**WHAT THE TASK REQUIRES:** Could you please transcribe the data exactly, without the pictures?

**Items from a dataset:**
◆ ◆ ◆

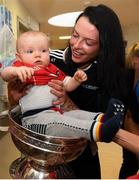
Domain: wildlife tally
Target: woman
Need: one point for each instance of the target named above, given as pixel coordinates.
(130, 163)
(97, 47)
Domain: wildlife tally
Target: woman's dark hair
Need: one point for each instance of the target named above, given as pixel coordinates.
(111, 57)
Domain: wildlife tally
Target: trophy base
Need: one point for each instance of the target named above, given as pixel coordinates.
(26, 168)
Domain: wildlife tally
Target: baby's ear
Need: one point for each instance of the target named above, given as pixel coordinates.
(17, 56)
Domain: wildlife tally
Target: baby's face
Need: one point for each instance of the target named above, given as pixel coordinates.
(34, 50)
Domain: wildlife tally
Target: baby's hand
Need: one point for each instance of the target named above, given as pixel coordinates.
(80, 76)
(24, 73)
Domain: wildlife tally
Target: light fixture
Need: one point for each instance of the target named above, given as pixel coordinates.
(64, 20)
(64, 37)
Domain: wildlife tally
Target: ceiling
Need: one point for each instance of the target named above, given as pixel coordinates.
(42, 10)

◆ ◆ ◆

**TASK OUTPUT:**
Domain: wildlife tally
Target: woman
Need: one point for each instance of the target named above, given as pixel coordinates.
(130, 163)
(97, 47)
Domain: wildlife tally
Target: woman's dark hair
Need: one point for each instance of the target named above, given as pixel coordinates.
(111, 57)
Domain: wildlife tally
Target: trophy base
Need: one point for each instance of the target named above, given as pixel coordinates.
(26, 168)
Domain: wildlife tally
Target: baby's ear
Need: one point for each instance of the target named above, given as pixel coordinates.
(17, 56)
Domain: wildlife tally
Target: baby's face
Need: one point for each instance of the target named above, given as pixel coordinates.
(34, 50)
Domain: wildlife tally
Target: baby's hand
Need: one point for each instance of the target named above, given as pixel coordinates.
(80, 76)
(24, 73)
Domain: wildlife tally
Target: light fixture
Need: one point for each instance of the target named above, given as pixel coordinates.
(64, 20)
(64, 37)
Domain: wildlife tally
Target: ceiling
Need: one point for each instance of the target named above, given as pixel coordinates.
(42, 10)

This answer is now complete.